**The problem:** Give the data again, word for word.

**Data to process:**
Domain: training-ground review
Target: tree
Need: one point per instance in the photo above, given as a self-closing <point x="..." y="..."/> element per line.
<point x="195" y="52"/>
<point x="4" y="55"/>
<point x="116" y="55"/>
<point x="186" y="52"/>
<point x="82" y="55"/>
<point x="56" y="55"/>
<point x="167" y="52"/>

**Expected answer:**
Domain: training-ground review
Target: tree
Need: one point per instance in the photo above, given as a self-closing <point x="..." y="..."/> element per line.
<point x="195" y="52"/>
<point x="4" y="55"/>
<point x="116" y="55"/>
<point x="186" y="52"/>
<point x="82" y="55"/>
<point x="56" y="55"/>
<point x="167" y="52"/>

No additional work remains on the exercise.